SOURCE TEXT:
Content starts
Make sure your food is properly cooked
Abroad, especially in tourist resorts, it’s common that the food is not cooked enough for tourists. If you eat dishes with pork or chicken it’s very important that it’s been cooked properly, otherwise there’s a great risk of salmonella, parasites and other bacteria such as yersinia enterocolitica.
To avoid food poisoning abroad, it’s important to ask to have your food cooked properly. Food that has not been cooked properly can make you very sick, and at worst lead to death.
Eat at restaurants with lots of guests
A good rule you can have during your holiday is to eat in restaurants that have a large number of guests, and also in restaurants where the locals eat themselves.
Many guests of both tourists and locals is a good sign that the food is delicious and of good standard.
Expensive does not always mean it’s safe
In fact, there are many stories of expensive restaurants around the world that have given people food poisoning. I have myself gotten salmonella at one of the finest restaurants in Jaipur in India.
So, just because a dish has a high price, it does not mean that the food is cooked properly. One tip is to check out the reviews from previous guests of different restaurants on Tripadvisor.
Eat local food
When you’re abroad, I can recommend eating local food. Partly because it’s fun to taste, but also because it is usually cooked properly.
How do I know if I have food poisoning?
Here are some common symptoms of food poisoning:
- Nausea and / or vomiting
- Stomach ache
- Decreased appetite
- Weight Loss
- Pain in muscles
What to do if you get food poisoning abroad
Even though you follow these tips on how to avoid food poisoning abroad, you can still have bad luck and get sick. In most cases, your body can handle the food poisoning itself through rest, vomiting and diarrhea. It’s usually not dangerous if you’re in good health.
However, if you have food poisoning it’s important to replace the fluids you lose. You can do this by drinking oral rehydration. You can buy it at pharmacies or make it yourself at home.
If you want to make your own oral rehydration you mix a half teaspoon of salt in one liter of boiled and cooled water, then you add two tablespoons of sugar and stir. If you do not like the taste you can always add some juice.
If you have fever or if the diarrhea and vomiting lasts several days, you should seek medical care. Then you might have a more serious food poisoning that your body cannot handle – such as salmonella or other dangerous bacteria.
Be careful with:
- Salads and uncooked vegetables
- Ice cream and desserts
- Fish, seafood, chicken and pork
- Soft boiled eggs and raw eggs
- Tap water and ice
More tips on how to avoid food poisoning:
- Food that you bring to the beach, on a picnic, or on a day trip should always be kept cold until you eat
- Food that has been out in room temperature for more than 2 hours should be thrown away, if the temperature in the room is higher, throw away the food even earlier
- Food should always be heated to at least 70 degrees
- Remember that a microwave often heats the food unevenly
- Never cut meat and vegetables with the same unwashed knife
- Always use different cutting boards for raw meats and vegetables
You can read more about food poisoning at Healthline.com.
Content ends
GIVEN INFORMATION:
Content starts
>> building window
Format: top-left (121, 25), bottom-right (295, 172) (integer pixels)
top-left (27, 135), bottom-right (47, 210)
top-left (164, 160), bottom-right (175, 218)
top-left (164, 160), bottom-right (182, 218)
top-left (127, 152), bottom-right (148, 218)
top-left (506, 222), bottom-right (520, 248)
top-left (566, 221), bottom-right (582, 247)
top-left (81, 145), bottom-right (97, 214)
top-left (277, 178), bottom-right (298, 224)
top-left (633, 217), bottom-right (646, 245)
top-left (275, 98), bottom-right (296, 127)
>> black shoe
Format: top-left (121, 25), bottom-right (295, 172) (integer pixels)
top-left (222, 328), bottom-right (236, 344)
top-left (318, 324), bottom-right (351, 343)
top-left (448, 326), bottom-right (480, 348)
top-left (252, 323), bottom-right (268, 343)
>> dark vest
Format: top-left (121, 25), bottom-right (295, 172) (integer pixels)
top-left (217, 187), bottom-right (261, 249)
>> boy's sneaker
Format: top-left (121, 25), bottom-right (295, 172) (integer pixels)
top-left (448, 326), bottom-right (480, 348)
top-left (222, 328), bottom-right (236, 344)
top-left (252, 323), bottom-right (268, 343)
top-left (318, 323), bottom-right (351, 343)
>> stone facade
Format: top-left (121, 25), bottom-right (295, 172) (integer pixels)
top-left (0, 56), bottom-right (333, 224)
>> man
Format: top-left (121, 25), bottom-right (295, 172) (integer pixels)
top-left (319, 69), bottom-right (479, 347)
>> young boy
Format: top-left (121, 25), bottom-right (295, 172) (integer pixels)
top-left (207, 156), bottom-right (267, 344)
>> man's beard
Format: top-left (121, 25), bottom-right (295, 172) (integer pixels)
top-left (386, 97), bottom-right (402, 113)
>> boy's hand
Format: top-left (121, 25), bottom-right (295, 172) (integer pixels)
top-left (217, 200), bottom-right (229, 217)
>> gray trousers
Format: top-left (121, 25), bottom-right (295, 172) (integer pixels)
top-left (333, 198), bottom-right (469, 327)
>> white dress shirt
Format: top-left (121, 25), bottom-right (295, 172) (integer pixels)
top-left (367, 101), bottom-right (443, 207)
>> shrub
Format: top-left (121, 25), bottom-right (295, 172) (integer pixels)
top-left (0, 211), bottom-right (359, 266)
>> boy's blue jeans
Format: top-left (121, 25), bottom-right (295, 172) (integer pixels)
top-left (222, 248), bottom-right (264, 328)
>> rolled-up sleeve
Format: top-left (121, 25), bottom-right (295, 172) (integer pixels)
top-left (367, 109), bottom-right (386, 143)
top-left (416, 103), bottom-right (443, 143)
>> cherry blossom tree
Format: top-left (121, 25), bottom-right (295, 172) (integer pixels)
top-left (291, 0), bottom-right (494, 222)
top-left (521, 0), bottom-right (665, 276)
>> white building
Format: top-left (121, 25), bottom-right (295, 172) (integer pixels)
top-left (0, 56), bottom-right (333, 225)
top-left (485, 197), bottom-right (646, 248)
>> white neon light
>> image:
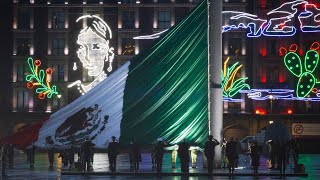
Content ends
ACTION ITEM: Please quote the food poisoning text above, starting with "Expensive does not" and going on through "usually cooked properly.".

RESULT FOR THIS TASK:
Expensive does not always mean it’s safe
In fact, there are many stories of expensive restaurants around the world that have given people food poisoning. I have myself gotten salmonella at one of the finest restaurants in Jaipur in India.
So, just because a dish has a high price, it does not mean that the food is cooked properly. One tip is to check out the reviews from previous guests of different restaurants on Tripadvisor.
Eat local food
When you’re abroad, I can recommend eating local food. Partly because it’s fun to taste, but also because it is usually cooked properly.